_REGISTROS PROPORCIONADOS:_
───
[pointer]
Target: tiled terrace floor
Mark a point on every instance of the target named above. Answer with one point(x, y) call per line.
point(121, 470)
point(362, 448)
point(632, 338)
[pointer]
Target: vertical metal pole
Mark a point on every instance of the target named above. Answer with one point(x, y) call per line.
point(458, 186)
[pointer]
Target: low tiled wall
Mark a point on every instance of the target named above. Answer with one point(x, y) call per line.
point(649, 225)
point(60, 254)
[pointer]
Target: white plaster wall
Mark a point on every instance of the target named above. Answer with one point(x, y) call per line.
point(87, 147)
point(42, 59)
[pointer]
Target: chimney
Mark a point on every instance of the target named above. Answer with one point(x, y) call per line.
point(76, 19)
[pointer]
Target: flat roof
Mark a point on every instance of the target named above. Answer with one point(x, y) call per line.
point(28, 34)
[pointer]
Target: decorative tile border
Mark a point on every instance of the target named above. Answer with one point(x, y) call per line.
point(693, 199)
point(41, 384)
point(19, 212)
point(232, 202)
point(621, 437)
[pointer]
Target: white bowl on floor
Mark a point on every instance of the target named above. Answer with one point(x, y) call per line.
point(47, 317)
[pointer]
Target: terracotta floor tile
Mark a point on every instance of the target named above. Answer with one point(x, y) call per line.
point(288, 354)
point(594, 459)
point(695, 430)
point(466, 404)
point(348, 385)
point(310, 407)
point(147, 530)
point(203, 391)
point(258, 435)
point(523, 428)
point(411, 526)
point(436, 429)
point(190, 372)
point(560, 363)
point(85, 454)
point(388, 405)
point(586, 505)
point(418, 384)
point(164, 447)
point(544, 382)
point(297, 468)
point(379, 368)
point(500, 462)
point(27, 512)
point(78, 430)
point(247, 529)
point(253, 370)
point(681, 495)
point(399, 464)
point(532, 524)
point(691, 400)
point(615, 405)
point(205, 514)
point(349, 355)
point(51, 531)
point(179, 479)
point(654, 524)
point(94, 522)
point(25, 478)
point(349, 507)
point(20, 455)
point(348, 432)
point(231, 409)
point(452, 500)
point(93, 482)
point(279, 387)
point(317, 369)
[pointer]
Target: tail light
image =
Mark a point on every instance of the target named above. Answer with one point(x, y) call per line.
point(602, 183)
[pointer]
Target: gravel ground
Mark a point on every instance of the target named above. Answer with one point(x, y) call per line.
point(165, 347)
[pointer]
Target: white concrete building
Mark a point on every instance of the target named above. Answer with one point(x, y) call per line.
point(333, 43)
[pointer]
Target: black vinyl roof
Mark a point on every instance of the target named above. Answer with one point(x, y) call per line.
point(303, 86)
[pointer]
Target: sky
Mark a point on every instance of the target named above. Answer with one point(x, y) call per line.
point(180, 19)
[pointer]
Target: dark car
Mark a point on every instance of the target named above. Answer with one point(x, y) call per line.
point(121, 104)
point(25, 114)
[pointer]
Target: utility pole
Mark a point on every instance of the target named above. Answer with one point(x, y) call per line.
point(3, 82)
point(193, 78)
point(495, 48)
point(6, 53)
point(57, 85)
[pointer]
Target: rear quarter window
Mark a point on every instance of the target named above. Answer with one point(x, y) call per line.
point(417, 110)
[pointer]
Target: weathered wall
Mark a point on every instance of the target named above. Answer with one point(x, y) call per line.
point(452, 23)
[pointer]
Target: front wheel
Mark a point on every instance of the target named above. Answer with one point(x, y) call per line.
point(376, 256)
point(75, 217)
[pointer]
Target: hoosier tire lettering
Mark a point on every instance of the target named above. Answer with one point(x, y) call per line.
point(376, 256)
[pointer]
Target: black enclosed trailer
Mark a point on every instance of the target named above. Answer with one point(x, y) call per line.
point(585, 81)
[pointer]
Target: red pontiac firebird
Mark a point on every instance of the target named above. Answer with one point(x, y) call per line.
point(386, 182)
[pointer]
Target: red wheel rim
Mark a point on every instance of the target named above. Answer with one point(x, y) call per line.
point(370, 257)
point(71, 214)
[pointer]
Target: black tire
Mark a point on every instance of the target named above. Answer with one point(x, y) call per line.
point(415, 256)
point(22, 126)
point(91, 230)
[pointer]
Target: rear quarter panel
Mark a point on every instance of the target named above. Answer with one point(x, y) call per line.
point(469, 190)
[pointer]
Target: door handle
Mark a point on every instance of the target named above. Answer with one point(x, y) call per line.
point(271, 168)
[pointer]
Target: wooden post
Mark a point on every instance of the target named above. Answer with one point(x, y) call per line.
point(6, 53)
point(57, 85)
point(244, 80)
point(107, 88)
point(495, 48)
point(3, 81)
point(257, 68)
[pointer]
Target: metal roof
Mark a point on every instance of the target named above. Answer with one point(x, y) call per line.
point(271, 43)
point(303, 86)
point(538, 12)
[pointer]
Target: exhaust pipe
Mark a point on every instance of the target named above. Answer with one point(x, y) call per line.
───
Transcribe todos los registros anteriores sin alterar ninguna línea, de principio a fin.

[pointer]
Target: tiled terrace floor
Mark a point on every instance of the target named above. Answer with one point(x, y) call per line.
point(121, 470)
point(362, 448)
point(632, 338)
[pointer]
Target: vertical metal pole
Mark a point on every instance of the target named above. Answer with one point(x, y) call per line.
point(458, 186)
[pointer]
Target: low tiled wall
Mark a point on every instance of the target named above. Answer with one point(x, y) call per line.
point(649, 225)
point(60, 254)
[pointer]
Target: white plaster wall
Mark a point on every instance of the target named above. Answer with one point(x, y) call per line.
point(87, 147)
point(42, 59)
[pointer]
Target: chimney
Mark a point on every instance of the target named above. Answer with one point(x, y) call per line.
point(76, 19)
[pointer]
Target: flat roof
Mark a point on every instance of the target named above. Answer with one point(x, y) call per line.
point(28, 34)
[pointer]
Target: decorative tile border
Mark a point on every instance of the target named above. Answer with one point(x, y) call per line.
point(693, 199)
point(41, 384)
point(19, 212)
point(232, 202)
point(621, 437)
[pointer]
Target: white bowl on floor
Mark a point on every instance of the target named above. Answer with one point(x, y) call per line.
point(47, 317)
[pointer]
Target: terracotta floor tile
Mark a point on every instance of the target named above. Answer with one point(x, y) call per line.
point(288, 354)
point(594, 459)
point(695, 430)
point(466, 404)
point(348, 385)
point(310, 407)
point(147, 530)
point(203, 391)
point(258, 435)
point(523, 428)
point(411, 526)
point(436, 429)
point(190, 372)
point(560, 363)
point(85, 454)
point(388, 405)
point(586, 505)
point(418, 384)
point(164, 447)
point(544, 382)
point(297, 468)
point(379, 368)
point(500, 462)
point(27, 512)
point(78, 430)
point(247, 529)
point(253, 370)
point(681, 495)
point(399, 464)
point(532, 524)
point(691, 400)
point(615, 405)
point(205, 514)
point(349, 355)
point(51, 531)
point(179, 479)
point(654, 524)
point(94, 522)
point(25, 478)
point(349, 507)
point(20, 455)
point(348, 432)
point(231, 409)
point(452, 500)
point(93, 482)
point(279, 387)
point(317, 369)
[pointer]
Target: tail light
image =
Mark a point on every instance of the target named above. Answer with one point(x, y) call per line.
point(602, 183)
[pointer]
Target: gravel ground
Mark a point on every instance of the target named above. Answer with one point(x, y) call per line.
point(165, 347)
[pointer]
Target: white concrete building
Mark a point on every instance of the target named above. Answer with one point(x, y) call per line.
point(333, 43)
[pointer]
Target: black vinyl roof
Mark a point on every instance of the target named above. Answer with one point(x, y) call per line.
point(303, 86)
[pointer]
Target: sky
Mark a point on every instance of the target named above. Answer with one point(x, y) call per line.
point(180, 19)
[pointer]
Target: dark car
Mark a point on every instance of the target named above. Answer with one point(x, y) call per line.
point(121, 104)
point(25, 114)
[pointer]
Target: utility pole
Mark a point on every instance of the target named above. Answer with one point(x, y) call per line.
point(3, 82)
point(193, 78)
point(495, 48)
point(6, 53)
point(57, 85)
[pointer]
Target: rear quarter window
Mark a point on every instance of the target named above. Answer with one point(x, y) call per line.
point(417, 110)
[pointer]
Target: weathered wall
Mark a point on every instance of the target named above. Answer with one point(x, y) call per line.
point(452, 23)
[pointer]
Target: front wheel
Mark a point on every instance of the target named above. Answer with one point(x, y) call per line.
point(376, 256)
point(75, 217)
[pointer]
Target: hoosier tire lettering
Mark a point on every instance of the target named above. Answer with one point(x, y) call per line.
point(376, 256)
[pointer]
Target: black enclosed trailer
Mark a point on every instance of the target named above. Answer with one point(x, y) call per line.
point(585, 81)
[pointer]
Target: red pontiac firebird
Mark a point on every instance of the target named above. Answer with one point(x, y) call per line.
point(386, 182)
[pointer]
Target: red wheel rim
Mark a point on every instance of the target named above. Answer with one point(x, y) call per line.
point(370, 257)
point(71, 214)
[pointer]
Target: black tire
Mark a point on every instance of the target named above. Answer with one point(x, y) call per line.
point(415, 256)
point(22, 126)
point(91, 230)
[pointer]
Target: rear quarter panel
Mark a point on every instance of the target named above. Answer with one point(x, y) call per line.
point(469, 190)
[pointer]
Target: door handle
Mark a point on every instance of the target named above. Answer with one point(x, y) call per line.
point(271, 168)
[pointer]
Target: wooden post
Mark a point on every instance of the target named above. Answer with one point(x, y) call per line.
point(6, 53)
point(57, 85)
point(244, 80)
point(107, 88)
point(495, 48)
point(3, 81)
point(257, 68)
[pointer]
Target: metal roof
Mark a point on every instance of the target named above. Answer with one point(x, y) call per line.
point(271, 43)
point(303, 86)
point(538, 12)
[pointer]
Target: exhaust pipe
Mark a point on every instance of the target named above. Answer with one point(x, y) call per line.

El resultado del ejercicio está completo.